Show all lines of the entries in which the word "trunk" is found.

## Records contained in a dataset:

+ + + + +

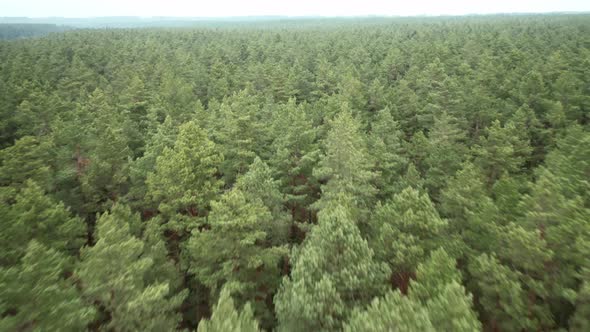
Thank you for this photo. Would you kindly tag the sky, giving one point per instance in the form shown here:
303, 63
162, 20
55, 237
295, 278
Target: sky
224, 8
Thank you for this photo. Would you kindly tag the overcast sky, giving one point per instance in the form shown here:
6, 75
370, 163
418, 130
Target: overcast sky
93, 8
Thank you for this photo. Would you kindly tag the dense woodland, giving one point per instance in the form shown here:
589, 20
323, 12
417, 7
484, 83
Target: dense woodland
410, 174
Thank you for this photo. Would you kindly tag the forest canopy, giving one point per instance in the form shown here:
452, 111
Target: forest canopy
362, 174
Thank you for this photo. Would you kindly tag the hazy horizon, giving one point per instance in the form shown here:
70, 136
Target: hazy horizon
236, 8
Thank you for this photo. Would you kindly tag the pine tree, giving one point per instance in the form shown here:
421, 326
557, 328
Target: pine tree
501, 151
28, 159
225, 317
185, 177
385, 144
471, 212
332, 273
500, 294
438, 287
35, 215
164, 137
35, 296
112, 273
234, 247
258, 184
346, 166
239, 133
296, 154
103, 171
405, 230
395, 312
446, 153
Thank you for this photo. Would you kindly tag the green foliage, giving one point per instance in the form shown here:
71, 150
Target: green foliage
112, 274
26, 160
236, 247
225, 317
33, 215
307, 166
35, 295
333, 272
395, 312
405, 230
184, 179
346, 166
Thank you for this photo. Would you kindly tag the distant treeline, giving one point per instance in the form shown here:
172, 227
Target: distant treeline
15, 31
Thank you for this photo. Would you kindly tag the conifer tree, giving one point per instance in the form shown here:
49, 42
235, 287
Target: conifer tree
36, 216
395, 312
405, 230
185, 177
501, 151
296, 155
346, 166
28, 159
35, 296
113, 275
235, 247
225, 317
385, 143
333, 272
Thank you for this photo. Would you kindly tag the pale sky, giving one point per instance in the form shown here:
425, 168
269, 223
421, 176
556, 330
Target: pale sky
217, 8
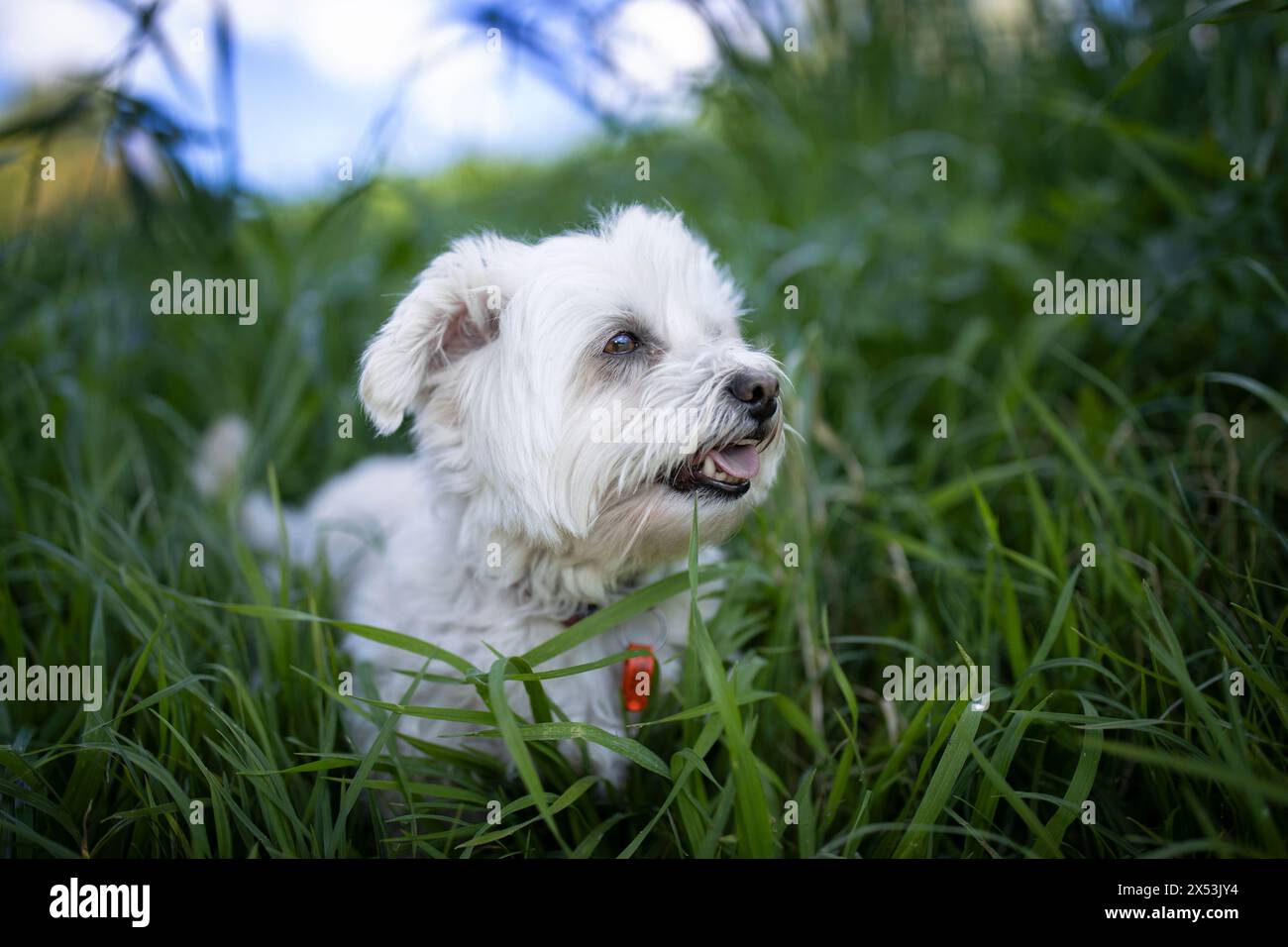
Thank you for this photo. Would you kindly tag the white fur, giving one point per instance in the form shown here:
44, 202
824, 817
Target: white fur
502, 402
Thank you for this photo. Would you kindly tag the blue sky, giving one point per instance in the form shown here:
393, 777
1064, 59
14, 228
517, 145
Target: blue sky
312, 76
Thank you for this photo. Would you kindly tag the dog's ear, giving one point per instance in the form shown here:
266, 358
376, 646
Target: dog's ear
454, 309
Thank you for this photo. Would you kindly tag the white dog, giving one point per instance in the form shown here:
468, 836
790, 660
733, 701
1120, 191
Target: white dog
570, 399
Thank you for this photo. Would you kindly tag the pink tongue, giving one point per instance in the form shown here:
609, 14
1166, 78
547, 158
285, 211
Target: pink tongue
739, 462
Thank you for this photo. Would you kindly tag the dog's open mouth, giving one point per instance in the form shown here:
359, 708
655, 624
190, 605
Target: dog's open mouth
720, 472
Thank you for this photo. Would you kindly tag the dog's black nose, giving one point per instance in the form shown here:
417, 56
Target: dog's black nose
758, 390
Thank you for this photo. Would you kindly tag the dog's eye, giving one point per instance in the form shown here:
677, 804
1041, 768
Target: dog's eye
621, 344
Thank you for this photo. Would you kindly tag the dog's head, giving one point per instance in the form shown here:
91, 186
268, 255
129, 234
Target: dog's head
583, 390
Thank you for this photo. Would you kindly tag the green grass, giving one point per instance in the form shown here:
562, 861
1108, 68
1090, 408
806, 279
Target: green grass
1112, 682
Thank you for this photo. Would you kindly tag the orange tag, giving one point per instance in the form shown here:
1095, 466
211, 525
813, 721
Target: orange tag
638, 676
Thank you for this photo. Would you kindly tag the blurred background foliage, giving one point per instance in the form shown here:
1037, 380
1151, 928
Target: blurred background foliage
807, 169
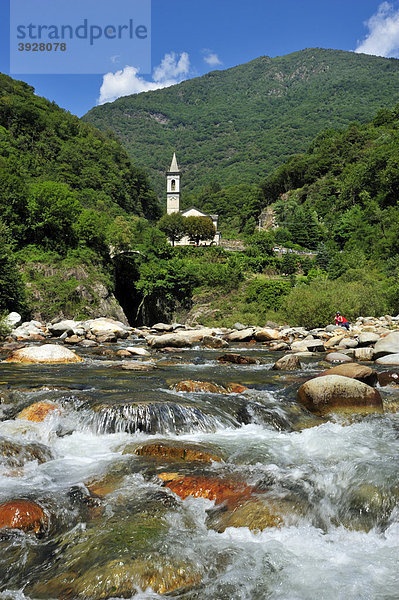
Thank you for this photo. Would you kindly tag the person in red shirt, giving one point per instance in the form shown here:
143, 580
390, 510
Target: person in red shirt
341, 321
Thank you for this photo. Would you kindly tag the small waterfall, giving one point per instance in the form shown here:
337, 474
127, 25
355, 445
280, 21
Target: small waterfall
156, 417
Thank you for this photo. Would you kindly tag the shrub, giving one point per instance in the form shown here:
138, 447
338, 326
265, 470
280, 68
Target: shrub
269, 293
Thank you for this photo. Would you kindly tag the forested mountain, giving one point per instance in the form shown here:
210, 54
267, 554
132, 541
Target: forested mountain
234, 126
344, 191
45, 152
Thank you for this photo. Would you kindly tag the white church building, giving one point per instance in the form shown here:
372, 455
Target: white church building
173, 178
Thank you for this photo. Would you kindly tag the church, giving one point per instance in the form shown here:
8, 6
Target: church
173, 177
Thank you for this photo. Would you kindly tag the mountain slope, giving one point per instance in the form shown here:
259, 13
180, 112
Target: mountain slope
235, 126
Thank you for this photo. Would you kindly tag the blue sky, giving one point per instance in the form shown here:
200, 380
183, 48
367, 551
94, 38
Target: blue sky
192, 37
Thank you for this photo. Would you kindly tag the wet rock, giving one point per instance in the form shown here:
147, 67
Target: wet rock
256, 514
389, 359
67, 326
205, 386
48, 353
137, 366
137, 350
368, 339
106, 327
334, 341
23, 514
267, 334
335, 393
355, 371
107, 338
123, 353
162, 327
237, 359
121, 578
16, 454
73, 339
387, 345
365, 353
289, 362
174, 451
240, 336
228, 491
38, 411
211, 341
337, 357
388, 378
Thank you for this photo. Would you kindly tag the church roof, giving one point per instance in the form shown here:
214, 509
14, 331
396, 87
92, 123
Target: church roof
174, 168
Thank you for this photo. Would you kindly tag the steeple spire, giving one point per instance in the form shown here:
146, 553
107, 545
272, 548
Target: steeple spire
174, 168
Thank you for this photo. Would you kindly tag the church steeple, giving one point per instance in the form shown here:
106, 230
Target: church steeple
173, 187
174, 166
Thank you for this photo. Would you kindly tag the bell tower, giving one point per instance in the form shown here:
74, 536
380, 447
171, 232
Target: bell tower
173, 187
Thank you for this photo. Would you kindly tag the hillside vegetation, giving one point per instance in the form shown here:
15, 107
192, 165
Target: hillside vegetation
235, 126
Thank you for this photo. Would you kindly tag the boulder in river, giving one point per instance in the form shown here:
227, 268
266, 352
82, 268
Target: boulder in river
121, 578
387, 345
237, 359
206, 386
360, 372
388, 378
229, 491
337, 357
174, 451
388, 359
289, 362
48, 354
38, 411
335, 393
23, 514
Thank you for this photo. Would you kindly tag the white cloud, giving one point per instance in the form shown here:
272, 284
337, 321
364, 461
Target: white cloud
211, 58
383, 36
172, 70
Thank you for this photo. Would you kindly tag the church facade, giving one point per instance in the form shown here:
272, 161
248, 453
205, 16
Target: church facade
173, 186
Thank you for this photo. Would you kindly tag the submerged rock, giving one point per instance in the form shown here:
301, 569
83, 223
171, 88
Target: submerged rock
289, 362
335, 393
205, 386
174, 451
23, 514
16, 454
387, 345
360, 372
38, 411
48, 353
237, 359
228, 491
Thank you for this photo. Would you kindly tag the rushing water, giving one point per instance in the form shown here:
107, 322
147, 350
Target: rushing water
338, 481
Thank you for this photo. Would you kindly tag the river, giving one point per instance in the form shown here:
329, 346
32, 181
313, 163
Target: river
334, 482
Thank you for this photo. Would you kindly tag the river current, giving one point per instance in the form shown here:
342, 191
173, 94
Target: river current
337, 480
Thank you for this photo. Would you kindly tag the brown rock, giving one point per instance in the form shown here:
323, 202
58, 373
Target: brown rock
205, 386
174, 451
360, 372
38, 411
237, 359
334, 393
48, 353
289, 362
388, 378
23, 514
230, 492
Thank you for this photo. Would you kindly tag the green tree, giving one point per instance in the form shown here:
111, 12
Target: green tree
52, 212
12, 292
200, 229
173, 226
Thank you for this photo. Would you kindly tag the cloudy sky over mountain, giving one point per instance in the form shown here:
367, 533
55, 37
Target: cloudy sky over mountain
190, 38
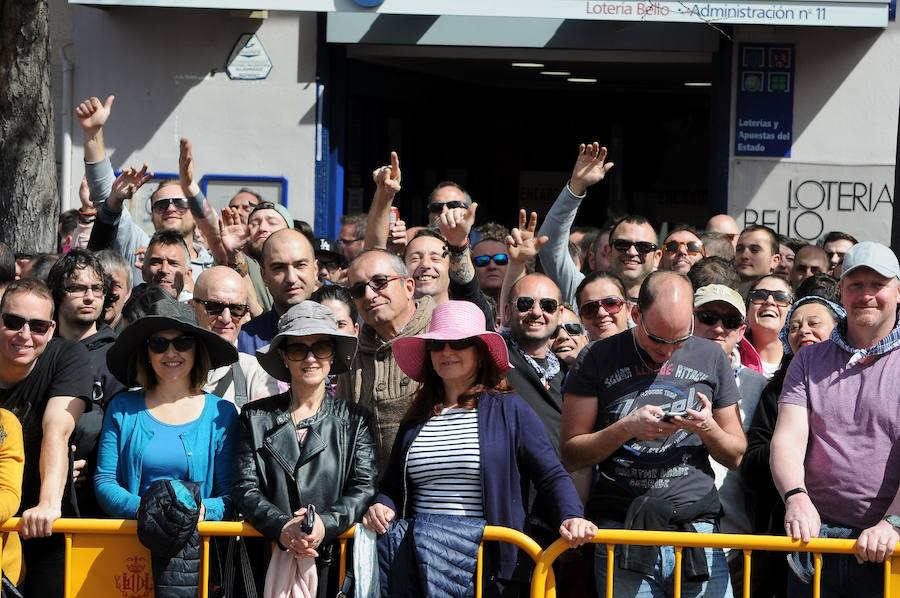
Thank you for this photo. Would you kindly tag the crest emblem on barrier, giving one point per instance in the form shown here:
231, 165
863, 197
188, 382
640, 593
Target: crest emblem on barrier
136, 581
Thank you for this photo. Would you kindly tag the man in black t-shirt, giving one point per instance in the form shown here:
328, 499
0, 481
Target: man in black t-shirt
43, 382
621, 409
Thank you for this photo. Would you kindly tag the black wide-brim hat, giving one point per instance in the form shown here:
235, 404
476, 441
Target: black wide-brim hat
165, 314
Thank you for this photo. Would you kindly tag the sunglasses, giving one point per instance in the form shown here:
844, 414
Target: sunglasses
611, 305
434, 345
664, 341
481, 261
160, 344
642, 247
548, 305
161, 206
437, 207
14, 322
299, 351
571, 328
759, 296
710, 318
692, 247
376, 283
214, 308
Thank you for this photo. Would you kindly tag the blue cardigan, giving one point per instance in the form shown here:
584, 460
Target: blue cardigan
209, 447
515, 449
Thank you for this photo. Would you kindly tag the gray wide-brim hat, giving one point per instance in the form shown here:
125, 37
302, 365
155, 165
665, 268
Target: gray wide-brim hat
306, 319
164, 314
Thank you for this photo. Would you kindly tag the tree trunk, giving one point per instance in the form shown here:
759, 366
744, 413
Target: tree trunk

+ + + + +

## Final answer:
Thank you for this photo. Would you kindly tag the tree trunk, giving one point per instance in the form shown here:
Target: tree trunk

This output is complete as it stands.